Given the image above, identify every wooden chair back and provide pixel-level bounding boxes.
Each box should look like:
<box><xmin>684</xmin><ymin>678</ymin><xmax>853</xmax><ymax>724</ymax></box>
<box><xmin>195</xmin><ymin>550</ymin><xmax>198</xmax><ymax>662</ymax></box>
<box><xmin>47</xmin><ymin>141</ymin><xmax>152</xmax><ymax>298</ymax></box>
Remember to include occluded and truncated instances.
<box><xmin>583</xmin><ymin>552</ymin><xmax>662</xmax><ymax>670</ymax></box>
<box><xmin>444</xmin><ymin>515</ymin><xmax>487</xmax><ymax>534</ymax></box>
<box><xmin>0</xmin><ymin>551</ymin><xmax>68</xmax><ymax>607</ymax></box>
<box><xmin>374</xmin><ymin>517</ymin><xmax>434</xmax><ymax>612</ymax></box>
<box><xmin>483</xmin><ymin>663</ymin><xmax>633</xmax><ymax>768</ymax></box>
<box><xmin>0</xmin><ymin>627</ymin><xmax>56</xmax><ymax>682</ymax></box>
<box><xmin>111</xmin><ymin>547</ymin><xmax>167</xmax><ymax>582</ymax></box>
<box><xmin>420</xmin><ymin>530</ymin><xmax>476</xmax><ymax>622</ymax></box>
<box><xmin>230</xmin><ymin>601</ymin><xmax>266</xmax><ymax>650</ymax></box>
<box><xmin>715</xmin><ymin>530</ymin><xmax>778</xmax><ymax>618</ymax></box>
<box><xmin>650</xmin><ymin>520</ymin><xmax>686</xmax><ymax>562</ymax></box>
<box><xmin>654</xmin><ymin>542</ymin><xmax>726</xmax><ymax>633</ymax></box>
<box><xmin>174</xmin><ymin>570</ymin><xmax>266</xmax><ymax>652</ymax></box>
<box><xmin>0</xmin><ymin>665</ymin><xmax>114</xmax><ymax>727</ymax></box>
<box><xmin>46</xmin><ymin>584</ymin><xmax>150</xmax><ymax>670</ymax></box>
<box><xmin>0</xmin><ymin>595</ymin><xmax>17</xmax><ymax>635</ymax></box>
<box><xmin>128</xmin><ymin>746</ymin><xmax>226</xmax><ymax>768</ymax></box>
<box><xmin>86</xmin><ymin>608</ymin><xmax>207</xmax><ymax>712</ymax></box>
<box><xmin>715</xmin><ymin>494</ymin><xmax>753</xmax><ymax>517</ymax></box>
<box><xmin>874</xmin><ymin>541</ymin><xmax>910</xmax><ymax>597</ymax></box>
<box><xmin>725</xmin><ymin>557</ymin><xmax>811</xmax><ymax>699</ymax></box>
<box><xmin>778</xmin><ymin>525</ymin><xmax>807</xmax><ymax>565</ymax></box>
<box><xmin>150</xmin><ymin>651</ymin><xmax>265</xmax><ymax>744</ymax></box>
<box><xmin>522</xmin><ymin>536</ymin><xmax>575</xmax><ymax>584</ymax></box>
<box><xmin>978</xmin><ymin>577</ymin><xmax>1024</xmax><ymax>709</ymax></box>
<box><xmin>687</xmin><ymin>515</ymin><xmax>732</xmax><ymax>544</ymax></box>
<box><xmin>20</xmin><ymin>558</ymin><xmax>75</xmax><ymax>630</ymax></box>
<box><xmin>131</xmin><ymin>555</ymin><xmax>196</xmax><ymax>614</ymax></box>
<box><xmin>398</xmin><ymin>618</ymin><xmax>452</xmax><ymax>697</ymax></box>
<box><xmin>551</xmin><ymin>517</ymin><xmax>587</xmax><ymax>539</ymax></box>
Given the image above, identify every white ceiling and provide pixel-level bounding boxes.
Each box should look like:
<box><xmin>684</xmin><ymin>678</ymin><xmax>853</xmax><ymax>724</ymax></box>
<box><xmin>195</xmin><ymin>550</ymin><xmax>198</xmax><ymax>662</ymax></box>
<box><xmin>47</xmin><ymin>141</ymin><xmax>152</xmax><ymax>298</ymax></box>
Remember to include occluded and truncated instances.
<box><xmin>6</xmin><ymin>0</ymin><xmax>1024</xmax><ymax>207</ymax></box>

● **Your objective**: Reproduce the lines from the one containing "Given the image above, identify every white" to the end of the entries, keeping both ends and adding nothing.

● **Task solution**:
Given the image above, identify every white ceiling and provide pixel-level bounding boxes.
Each box should look like:
<box><xmin>684</xmin><ymin>678</ymin><xmax>853</xmax><ymax>724</ymax></box>
<box><xmin>195</xmin><ymin>550</ymin><xmax>198</xmax><ymax>662</ymax></box>
<box><xmin>47</xmin><ymin>141</ymin><xmax>152</xmax><ymax>298</ymax></box>
Remember to include occluded and truncated instances.
<box><xmin>6</xmin><ymin>0</ymin><xmax>1024</xmax><ymax>207</ymax></box>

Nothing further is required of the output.